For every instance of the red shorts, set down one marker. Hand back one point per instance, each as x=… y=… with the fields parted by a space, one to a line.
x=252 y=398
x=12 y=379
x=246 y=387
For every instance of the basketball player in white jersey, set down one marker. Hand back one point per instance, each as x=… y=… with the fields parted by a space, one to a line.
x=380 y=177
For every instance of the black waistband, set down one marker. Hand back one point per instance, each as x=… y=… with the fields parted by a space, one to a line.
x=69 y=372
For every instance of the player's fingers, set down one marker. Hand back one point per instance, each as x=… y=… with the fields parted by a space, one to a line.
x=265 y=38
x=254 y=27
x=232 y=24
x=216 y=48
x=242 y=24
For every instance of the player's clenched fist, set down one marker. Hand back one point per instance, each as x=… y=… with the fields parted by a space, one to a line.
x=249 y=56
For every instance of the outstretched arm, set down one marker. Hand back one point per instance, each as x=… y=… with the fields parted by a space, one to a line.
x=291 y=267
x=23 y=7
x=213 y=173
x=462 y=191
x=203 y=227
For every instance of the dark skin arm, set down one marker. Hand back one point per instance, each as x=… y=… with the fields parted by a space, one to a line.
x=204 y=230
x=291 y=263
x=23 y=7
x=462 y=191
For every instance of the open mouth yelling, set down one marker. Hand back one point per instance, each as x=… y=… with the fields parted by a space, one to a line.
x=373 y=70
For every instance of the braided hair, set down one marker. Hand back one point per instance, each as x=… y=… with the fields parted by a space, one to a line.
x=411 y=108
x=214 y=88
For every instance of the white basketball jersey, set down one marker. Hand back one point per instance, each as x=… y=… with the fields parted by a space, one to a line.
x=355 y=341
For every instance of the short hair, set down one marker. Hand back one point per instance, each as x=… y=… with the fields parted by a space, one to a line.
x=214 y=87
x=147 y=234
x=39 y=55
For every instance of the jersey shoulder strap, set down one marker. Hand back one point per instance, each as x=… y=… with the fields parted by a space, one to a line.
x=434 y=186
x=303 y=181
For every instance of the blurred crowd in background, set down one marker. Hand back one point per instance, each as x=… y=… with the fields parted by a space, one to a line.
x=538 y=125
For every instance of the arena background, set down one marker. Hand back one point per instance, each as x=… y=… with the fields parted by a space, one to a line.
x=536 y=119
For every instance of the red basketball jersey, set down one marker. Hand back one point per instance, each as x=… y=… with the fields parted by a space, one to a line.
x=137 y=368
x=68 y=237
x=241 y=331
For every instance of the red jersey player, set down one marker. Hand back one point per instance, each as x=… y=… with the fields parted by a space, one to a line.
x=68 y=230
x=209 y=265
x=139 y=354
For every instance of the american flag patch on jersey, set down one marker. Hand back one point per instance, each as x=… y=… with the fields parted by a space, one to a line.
● ● ● ● ● ● ●
** Work task **
The listing above needs to be retyped. Reproduce every line exactly.

** Result **
For every instance of the red shorts, set down one marker. Hand back one point per instance, each as x=… y=… with the fields parted by a space, one to a line.
x=252 y=398
x=12 y=379
x=246 y=387
For every instance of the basketball player in white jersey, set down one marker. Hand back one point per instance, each as x=… y=… with the fields parted by a space, one to a line.
x=380 y=177
For every instance of the black waistband, set down one marker. Hand back one point per instance, each as x=… y=… with the fields parted by a space, one to a line.
x=69 y=372
For every instance of the player's fingers, set down one marker. Hand back one point per instance, each as x=… y=… with the fields parted by a space, one to a line.
x=265 y=38
x=254 y=27
x=232 y=24
x=216 y=48
x=242 y=24
For every instance of the player's clenched fist, set down one marker. Hand back one point per instance, each as x=… y=… with the fields parted by a space, one to a line.
x=249 y=56
For every instance of the outstretched arm, set down one marker. Hand back one point per instance, each as x=… y=… with the fields parted by a space, one to a line.
x=291 y=267
x=23 y=7
x=213 y=173
x=462 y=191
x=203 y=227
For every instance of the dark skin arm, set down one marker. Hand back one point per instance, each as x=… y=… with the fields parted by a space, one to a line.
x=204 y=230
x=291 y=263
x=23 y=7
x=462 y=191
For every instance of the open mouth yelling, set down one marker. Hand back one point per instance, each as x=… y=… with the fields parted by a space, one to a line.
x=373 y=70
For every instance of the braided hair, set down one marker. Hand back one point per instance, each as x=… y=… with the fields parted by a space, one to a line.
x=411 y=108
x=214 y=88
For every instance of the white basketball jersey, set down one marker. Hand back one point per instance, each as x=… y=… with the fields parted by a space, one to a line.
x=355 y=341
For every instance of the short hair, set down one marker. Hand back one point per instance, each as x=… y=… with the fields parted by a space, one to a line.
x=214 y=87
x=147 y=234
x=39 y=55
For every instance of the jersey shoulder strap, set down one marker. Hand back one point per instance, each as x=… y=… with the fields parted by a space, one to a line.
x=434 y=186
x=303 y=181
For every instance of the blurred crowd in background, set down one marker. Hand back one point per instance, each as x=… y=… with the fields parted by a space, one to a line.
x=538 y=125
For every instance of the arena background, set down one marker. Hand back one point per instance, each as x=… y=… with the fields parted by a space, one to a line.
x=536 y=119
For every instance of the red basketball jersey, set down one marker. Hand back one point per instance, each as x=… y=… with the fields parted by a space, one to a line.
x=137 y=368
x=68 y=237
x=241 y=331
For every instance of the red jersey player, set down one marker. Hand back one point per instance, each as x=… y=… with the fields parted by a space, one to a line.
x=68 y=230
x=209 y=265
x=139 y=354
For every instance of the american flag patch on jersey, set down one marker. Hand back one point per instance, each as x=… y=… with the fields parted by a space, one to a line.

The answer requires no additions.